**SOURCE DOCUMENT**
I have a 3 1/2 year old little girl who keeps me on my toes most days. Her latest is telling everyone and anyone, "I don't like you." She says this to doctors, dentists, friends, babysitters, etc. She says this when she first sees someone (like the doctor or babysitter) or after a while of playing with friends. I can see that some people take it personally (understandably) and I feel bad about it. I have explained to my daughter that we don't say that to people, that it is not nice. I say this in a matter of fact tone. My 3 year old does not seem interested in what I am saying about this. She knows I don't like it so she wants to do it all the time. I know this is a phase she will outgrow (hopefully!!), but in the interim what can I do?
Thanks for your help.
From: Concerned in Concord (MA)
Dear Concerned in Concord,
Two of the most common ways preschoolers learn about the world is (1) by imitating what they see and hear; and (2) by trying on behaviors and words and seeing what reaction they get in a cause/effect kind of way. When they repeat the behavior, it's usually because they liked the attention it got them, even if it was negative. They also sometimes repeat it to test out their new knowledge: Will Mom say no this time? What about this time?

**GIVEN RECORDS**
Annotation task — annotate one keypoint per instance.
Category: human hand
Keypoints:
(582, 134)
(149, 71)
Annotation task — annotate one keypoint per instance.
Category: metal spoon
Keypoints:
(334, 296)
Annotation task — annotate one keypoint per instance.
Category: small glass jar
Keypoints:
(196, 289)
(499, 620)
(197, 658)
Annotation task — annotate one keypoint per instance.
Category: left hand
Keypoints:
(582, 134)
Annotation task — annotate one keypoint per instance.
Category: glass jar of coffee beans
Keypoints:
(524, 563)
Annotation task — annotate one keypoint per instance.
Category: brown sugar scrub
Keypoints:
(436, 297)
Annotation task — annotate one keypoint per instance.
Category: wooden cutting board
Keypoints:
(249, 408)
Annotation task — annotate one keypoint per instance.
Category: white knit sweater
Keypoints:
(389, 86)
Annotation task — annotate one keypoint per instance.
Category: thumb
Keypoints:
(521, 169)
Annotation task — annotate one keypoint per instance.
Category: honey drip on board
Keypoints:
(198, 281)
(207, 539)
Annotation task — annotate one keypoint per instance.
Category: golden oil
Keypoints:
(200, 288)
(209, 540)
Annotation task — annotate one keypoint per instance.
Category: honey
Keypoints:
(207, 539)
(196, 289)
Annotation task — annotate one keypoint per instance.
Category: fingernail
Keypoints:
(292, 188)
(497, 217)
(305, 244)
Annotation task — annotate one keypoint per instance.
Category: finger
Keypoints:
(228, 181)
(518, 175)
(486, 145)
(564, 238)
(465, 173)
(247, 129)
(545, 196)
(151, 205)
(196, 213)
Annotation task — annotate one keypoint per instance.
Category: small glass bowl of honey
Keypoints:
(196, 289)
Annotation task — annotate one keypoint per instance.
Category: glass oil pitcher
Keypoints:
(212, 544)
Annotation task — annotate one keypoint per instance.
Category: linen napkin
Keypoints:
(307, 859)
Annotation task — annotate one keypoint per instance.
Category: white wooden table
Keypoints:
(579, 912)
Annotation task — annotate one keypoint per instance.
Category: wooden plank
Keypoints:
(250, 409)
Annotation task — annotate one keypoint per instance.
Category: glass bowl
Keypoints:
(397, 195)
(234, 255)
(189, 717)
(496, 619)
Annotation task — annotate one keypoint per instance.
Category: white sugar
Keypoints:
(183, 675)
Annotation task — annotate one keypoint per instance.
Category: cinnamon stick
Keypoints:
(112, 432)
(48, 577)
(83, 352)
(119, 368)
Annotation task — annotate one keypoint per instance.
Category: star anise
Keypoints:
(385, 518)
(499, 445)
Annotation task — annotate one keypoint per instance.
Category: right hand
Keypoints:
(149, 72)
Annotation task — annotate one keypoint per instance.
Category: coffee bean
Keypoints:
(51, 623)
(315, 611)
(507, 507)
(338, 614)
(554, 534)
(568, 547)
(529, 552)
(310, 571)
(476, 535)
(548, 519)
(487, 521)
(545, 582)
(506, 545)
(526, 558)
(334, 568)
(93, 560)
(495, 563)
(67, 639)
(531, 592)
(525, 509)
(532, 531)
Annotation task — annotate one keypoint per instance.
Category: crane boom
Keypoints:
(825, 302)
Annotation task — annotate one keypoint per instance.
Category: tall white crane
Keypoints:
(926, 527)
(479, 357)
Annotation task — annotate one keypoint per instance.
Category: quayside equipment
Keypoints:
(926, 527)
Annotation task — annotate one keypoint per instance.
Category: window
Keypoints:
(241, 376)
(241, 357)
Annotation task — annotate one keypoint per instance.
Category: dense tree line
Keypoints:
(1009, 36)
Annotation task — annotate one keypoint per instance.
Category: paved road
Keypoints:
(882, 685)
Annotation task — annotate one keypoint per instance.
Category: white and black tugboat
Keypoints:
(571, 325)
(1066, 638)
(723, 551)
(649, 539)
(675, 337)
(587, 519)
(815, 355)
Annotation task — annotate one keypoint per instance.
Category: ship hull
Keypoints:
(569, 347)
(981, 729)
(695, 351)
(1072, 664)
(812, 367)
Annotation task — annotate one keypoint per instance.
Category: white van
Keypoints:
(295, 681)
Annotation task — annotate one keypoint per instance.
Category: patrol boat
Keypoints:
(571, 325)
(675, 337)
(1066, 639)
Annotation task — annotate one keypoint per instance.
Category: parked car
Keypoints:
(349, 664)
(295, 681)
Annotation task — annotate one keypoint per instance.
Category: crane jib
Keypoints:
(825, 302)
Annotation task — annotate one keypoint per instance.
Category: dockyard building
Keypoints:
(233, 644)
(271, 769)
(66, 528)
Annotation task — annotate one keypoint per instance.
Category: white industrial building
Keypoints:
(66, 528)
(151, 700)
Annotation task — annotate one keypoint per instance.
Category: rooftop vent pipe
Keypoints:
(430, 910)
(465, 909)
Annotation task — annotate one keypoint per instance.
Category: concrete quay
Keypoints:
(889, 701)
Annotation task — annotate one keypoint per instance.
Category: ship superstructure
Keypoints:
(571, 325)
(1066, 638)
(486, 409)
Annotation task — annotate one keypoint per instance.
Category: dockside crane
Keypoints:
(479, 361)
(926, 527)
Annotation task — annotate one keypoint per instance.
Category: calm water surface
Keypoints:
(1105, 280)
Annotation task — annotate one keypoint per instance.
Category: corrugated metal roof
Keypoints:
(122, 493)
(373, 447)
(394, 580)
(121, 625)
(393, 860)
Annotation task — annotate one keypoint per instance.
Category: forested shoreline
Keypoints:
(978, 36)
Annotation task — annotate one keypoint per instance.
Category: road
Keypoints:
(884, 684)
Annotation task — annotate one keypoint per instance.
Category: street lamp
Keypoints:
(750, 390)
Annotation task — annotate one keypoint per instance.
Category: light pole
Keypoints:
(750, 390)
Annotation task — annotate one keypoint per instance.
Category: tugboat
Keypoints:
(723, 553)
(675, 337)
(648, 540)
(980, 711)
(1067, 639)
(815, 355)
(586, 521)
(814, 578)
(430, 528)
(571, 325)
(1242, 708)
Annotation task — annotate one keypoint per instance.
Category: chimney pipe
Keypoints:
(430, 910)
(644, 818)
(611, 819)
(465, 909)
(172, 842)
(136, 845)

**WORK INSTRUCTIONS**
**a)** Find every line in the entries that contains the string "metal", matching case exactly, and copy each of those lines.
**b)** Continue the parenting advice column from where it ends.
The parenting advice column and the entries come from unrelated sources.

**TASK RESPONSES**
**a)**
Category: metal spoon
Category: corrugated metal roof

**b)**
Too much adult explanation at this age tends not to get absorbed, including the message that it hurts people's feelings. Instead, keep it simple and tell her what you want, not what you don't want. In a quiet moment, tell her, "In our family, we have good manners." Then add what that means. "That means we say please and thank you. It means when we meet someone, we say, 'Hello, nice to meet you.' Good manners are like a rule. We do it every time." You can also add to that the body language you want: eye contact, shaking hands, smiling, whatever.
Your own behavior is a powerful model, so practice what your preach and be consistent. Every once in a while, if you forget (or even: forget on purpose), say to yourself quietly, but loudly enough for her to overhear you, "Oops, I forget to say thank you to the clerk. Next time, I'll remember."
When you give her something, or she wants something, and she doesn't say please or thank you, stop the action and tell her, "Remember our family manners? Please and thank you?" Wait for her. If she isn't forthcoming, turn your back, walk away: "I can't continue/give you your snack, until you remember your good manners." Do this every time, even though it can be exhausting and she might tantrum. Tell her, "I can see you really want your snack. It's ready as soon as you have good manners."
Use the same strategy outside the home. When she meets someone and says, "I don't like you," stop the action with a quick, "Excuse me." Say (or lean over and whisper) to her, keeping your voice neutral, "Uh oh. We have manners in our family. You need a second chance!" Turn to the person and say, "Can we start over?" and let them initiate hello. You may want to turn your daughter around and re-enter the situation. Keep your tone matter-of-fact; this is not about shaming her, it's about teaching.At first, she will likely test it out. Is mom really gonna do this all the time? When she realizes that you are, it will get annoying and boring. She'll move on to something else!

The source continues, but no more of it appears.